APPLY WHAT YOU READ:
(a) Swap "television film" for "TV movie" while reproducing the passage on Thompson's career, starting at "During the 1990s, Thompson" and ending at "and Mel Harris.".
(b) Extend the passage on Thompson's career by continuing it after its final sentence.

TEXT FOR ANALYSIS:
....................

As an actor, Thompson's only Broadway appearance was as drifter Hal Carter in Summer Brave, William Inge's revised version of his play Picnic. He portrayed Ranger Matt Harper on NBC’s 1974 series Sierra and Dr. Phil Parker on ABC's Westside Medical. He appeared on the NBC soap opera Somerset as Tony Cooper, son of Rex and Laura Cooper, and in the television films The Rimers of Eldritch and F. Scott Fitzgerald and The Last of the Belles. Other acting credits include roles in the Bob Fosse movie Star 80 and Next Stop Wonderland, directed by Brad Anderson.

Thompson wrote the screenplay for the feature film Sweet Hearts Dance, directed by Robert Greenwald and starring Susan Sarandon and Don Johnson. He directed 1969, starring Kiefer Sutherland, Robert Downey, Jr., and Winona Ryder.

During the 1990s, Thompson wrote the television film Take Me Home Again (released on DVD as The Lies Boys Tell) in 1994, based on the novel by Lamar Herrin, starring Kirk Douglas and Craig T. Nelson, in which Thompson also appeared. He directed and acted opposite Shirley MacLaine and Jennifer Grey in The West Side Waltz and co-wrote and directed the Emmy-nominated movie Out of Time, starring James McDaniel and Mel Harris.

....................

RECORDS PROVIDED:

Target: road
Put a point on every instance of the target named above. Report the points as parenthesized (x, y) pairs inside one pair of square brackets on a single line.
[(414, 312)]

....................

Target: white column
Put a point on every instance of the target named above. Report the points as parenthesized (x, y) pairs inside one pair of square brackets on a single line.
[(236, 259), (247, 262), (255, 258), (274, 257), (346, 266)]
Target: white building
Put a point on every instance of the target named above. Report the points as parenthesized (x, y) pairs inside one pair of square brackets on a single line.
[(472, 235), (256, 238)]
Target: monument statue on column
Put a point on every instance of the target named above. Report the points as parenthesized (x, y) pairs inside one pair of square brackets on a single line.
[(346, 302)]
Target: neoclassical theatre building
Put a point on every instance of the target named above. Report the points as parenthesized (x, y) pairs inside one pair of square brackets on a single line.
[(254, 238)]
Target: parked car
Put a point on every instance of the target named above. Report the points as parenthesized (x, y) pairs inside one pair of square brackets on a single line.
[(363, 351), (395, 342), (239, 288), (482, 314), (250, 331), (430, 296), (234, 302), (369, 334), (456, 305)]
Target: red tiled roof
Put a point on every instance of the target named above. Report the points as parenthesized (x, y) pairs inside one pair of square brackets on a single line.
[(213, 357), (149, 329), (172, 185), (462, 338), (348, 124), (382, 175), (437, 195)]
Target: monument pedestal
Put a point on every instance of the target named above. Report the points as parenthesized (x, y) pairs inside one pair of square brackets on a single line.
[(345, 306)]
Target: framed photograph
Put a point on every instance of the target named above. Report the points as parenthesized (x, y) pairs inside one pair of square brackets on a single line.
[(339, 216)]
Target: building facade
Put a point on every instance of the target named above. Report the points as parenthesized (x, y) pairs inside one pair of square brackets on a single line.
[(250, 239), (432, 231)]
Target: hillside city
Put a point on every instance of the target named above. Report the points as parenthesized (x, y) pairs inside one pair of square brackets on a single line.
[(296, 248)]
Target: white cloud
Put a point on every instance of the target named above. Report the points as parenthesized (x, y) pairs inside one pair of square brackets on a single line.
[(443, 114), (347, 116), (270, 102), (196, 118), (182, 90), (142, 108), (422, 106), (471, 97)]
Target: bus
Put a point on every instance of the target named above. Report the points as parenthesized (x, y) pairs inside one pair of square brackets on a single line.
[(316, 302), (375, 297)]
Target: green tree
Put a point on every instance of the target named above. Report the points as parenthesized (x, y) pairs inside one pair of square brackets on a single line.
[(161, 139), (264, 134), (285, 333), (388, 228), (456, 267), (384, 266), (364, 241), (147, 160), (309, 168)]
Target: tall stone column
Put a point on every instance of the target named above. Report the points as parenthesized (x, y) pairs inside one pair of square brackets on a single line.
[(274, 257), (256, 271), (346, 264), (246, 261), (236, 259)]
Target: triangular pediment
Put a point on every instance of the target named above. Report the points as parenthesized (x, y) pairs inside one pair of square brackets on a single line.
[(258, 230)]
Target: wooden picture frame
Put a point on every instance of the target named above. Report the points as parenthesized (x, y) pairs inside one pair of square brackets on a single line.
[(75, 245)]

....................

RESPONSES TO THE TASKS:
(a)
During the 1990s, Thompson wrote the TV movie Take Me Home Again (released on DVD as The Lies Boys Tell) in 1994, based on the novel by Lamar Herrin, starring Kirk Douglas and Craig T. Nelson, in which Thompson also appeared. He directed and acted opposite Shirley MacLaine and Jennifer Grey in The West Side Waltz and co-wrote and directed the Emmy-nominated movie Out of Time, starring James McDaniel and Mel Harris.

(b)
In 2000, Thompson directed The Penis Responds, with Richard Gilliland, as a "lighthearted" answer to The Vagina Monologues. In 2001, he directed his own live TV version of On Golden Pond, starring Julie Andrews and Christopher Plummer. His play White People Christmas played at the Zephyr Theatre in Los Angeles, directed by Thompson.

==Personal life==
In 1991 his son August was born. In 1993, Thompson married Kristie Lanier at his home in New Hampshire, where he raised daughters Heather and Danielle. Thompson and Lanier later divorced. On Christmas Day in 2012, he married Kerrin (Rocha) Adrian.

Thompson lives most of the year in New Hampshire (very close to where On Golden Pond was filmed). In 2008, Thompson co-founded Whitebridge Farm Productions with partners Morgan Murphy and Lori Gigliotti-Murphy. He wrote, directed and starred in the company's first two movies, Heavenly Angle and Time and Charges, both of which were primarily filmed in the Granite State and offered by Whitebridge Farm Productions.